[Excerpts from a detection dataset]
[start]

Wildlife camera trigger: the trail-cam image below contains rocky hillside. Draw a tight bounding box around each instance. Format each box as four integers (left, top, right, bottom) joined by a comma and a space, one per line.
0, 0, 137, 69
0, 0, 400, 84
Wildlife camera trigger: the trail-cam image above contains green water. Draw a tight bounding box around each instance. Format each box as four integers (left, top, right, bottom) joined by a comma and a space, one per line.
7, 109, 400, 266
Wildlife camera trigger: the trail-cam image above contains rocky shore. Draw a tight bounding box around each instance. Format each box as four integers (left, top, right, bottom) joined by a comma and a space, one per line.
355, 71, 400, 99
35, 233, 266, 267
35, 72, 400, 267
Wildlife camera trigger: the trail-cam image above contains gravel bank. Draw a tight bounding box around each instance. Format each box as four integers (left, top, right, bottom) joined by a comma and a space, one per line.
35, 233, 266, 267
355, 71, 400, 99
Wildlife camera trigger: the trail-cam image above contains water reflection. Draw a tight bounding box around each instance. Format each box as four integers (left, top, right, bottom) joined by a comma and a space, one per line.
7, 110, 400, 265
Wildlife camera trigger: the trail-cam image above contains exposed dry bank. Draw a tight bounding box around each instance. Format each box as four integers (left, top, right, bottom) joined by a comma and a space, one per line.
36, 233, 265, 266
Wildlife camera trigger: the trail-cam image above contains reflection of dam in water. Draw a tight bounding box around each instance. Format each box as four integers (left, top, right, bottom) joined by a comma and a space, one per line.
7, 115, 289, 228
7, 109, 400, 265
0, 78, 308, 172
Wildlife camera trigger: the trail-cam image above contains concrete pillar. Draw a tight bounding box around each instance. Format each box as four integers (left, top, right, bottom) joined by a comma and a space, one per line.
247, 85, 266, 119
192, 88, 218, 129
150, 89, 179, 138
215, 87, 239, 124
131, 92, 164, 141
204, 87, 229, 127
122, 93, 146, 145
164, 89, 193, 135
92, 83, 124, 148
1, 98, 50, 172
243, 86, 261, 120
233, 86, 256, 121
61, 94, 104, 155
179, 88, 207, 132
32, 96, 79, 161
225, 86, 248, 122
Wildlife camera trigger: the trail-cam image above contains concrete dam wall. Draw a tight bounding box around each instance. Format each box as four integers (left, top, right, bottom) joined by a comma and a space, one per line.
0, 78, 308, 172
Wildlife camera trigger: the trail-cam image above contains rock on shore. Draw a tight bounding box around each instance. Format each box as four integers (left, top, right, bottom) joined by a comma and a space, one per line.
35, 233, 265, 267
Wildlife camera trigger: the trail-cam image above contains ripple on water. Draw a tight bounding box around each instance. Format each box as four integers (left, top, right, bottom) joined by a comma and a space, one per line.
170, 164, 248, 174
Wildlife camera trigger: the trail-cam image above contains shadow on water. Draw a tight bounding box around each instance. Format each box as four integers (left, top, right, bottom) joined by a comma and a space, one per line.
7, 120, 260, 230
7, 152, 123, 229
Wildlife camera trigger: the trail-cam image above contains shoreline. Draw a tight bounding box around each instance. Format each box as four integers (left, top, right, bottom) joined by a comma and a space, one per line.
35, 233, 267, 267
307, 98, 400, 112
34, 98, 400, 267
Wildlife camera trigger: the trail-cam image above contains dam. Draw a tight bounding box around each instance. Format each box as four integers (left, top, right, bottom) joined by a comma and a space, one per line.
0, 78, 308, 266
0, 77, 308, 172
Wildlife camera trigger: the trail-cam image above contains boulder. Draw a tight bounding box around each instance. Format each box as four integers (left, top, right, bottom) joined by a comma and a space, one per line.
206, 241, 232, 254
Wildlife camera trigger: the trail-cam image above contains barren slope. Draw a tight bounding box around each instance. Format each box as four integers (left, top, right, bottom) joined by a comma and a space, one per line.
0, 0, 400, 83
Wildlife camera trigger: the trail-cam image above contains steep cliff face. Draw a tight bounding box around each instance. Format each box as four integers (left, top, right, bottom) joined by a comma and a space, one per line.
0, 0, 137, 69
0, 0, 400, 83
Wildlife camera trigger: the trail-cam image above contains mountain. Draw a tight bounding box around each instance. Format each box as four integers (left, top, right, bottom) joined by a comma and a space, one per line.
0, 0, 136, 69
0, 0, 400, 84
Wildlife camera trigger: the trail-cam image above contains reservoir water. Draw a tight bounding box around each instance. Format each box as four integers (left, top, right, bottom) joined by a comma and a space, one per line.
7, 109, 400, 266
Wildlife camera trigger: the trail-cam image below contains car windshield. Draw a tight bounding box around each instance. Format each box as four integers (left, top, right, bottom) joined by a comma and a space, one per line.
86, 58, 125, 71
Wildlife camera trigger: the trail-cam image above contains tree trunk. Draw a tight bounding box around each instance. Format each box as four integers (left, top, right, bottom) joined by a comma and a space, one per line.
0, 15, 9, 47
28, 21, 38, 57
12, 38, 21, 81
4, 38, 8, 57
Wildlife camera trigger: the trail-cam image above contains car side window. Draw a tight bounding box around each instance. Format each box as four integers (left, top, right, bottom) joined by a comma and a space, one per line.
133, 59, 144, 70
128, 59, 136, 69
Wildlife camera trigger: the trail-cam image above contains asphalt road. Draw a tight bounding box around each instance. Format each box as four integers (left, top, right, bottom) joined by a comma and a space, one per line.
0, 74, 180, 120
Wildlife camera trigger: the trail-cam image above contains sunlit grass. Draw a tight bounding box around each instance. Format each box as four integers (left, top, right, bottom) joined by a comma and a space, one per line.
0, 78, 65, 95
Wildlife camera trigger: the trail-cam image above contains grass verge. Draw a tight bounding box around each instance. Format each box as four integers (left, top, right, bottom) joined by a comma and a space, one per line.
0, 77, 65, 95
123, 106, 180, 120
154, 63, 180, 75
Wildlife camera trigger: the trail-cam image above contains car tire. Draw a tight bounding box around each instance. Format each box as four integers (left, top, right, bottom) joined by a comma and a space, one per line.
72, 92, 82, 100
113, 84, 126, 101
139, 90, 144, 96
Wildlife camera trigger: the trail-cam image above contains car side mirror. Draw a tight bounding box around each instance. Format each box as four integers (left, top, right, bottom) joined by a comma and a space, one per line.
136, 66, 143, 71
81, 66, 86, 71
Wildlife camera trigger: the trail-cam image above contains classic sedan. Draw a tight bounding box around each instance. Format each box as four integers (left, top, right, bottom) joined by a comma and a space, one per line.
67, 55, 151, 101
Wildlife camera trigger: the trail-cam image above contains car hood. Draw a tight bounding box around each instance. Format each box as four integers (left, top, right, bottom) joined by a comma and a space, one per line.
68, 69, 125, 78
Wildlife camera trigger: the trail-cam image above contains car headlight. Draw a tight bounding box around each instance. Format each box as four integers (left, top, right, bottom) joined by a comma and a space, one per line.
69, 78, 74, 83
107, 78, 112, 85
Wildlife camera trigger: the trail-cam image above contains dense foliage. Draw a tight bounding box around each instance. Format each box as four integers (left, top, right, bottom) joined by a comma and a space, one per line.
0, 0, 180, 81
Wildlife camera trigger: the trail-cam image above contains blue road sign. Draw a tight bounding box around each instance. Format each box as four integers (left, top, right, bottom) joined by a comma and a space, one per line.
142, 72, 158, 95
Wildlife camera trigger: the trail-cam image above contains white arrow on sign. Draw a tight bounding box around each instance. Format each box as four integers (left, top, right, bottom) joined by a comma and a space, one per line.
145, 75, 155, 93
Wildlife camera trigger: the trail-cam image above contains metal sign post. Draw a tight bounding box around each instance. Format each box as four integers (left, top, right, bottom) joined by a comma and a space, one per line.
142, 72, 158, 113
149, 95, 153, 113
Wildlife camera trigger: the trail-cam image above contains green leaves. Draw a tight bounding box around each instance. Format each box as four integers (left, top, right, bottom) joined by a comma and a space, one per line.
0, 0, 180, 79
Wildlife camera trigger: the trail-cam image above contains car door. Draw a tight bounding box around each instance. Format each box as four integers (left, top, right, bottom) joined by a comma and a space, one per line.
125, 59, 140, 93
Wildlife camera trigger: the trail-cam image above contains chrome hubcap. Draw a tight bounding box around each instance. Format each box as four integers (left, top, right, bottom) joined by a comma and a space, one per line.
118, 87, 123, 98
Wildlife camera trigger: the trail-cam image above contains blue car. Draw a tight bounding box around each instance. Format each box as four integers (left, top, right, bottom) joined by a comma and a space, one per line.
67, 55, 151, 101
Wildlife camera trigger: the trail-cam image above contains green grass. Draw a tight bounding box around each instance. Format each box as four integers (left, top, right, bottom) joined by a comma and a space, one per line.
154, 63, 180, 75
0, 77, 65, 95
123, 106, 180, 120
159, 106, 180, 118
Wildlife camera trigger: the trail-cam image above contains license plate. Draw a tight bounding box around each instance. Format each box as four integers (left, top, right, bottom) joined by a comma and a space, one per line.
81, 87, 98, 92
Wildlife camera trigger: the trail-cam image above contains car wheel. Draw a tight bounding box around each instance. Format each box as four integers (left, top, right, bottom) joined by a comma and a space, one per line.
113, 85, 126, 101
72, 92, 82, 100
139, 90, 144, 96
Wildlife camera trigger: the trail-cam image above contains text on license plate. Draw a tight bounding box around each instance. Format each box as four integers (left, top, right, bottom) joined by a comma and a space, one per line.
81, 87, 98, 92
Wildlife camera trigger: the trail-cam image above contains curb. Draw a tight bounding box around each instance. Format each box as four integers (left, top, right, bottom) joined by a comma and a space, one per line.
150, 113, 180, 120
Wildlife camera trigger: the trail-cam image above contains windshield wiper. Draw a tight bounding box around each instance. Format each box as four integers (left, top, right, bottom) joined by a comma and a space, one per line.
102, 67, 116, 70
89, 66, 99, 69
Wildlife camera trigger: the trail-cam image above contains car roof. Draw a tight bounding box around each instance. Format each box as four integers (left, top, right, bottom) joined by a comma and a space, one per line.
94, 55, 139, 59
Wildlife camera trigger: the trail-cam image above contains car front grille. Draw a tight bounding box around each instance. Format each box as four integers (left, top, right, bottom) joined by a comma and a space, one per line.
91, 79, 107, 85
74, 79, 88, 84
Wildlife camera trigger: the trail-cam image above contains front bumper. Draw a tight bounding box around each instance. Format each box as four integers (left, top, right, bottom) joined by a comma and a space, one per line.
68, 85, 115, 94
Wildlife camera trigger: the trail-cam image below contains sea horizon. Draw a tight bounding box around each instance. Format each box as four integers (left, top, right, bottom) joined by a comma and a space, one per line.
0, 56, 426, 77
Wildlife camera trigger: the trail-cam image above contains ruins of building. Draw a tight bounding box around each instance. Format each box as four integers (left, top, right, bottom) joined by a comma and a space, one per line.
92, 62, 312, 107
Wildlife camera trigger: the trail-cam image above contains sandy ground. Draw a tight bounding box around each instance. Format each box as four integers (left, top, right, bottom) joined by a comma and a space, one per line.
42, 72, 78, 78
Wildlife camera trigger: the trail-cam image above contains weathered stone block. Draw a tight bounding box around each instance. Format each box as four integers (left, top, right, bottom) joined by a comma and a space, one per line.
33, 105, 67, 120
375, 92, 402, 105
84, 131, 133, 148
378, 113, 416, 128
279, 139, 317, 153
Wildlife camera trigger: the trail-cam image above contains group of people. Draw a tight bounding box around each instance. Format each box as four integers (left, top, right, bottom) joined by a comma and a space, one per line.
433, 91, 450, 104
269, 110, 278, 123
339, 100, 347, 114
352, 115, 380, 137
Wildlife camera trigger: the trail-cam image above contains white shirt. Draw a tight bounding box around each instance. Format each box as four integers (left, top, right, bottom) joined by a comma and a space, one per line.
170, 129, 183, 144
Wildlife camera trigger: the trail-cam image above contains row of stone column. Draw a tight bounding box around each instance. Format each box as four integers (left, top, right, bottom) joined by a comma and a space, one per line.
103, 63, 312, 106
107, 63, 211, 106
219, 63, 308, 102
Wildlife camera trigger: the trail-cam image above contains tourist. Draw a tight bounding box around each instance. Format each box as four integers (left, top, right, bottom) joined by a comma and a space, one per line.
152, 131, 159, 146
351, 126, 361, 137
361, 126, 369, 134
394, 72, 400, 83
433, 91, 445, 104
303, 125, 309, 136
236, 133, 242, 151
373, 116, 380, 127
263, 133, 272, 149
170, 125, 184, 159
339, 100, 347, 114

[end]

TASK PROMPT:
Copy out the entries word for word, starting at the line containing "above contains rocky" and ending at the line containing "35, 72, 400, 267".

FINISHED TASK:
Wildlife camera trigger: the trail-cam image above contains rocky shore. Draw a tight bounding box around each instance. Format each box as four integers (left, top, right, bottom) joined by a comma and a space, one per line.
355, 71, 400, 99
35, 233, 266, 267
35, 72, 400, 267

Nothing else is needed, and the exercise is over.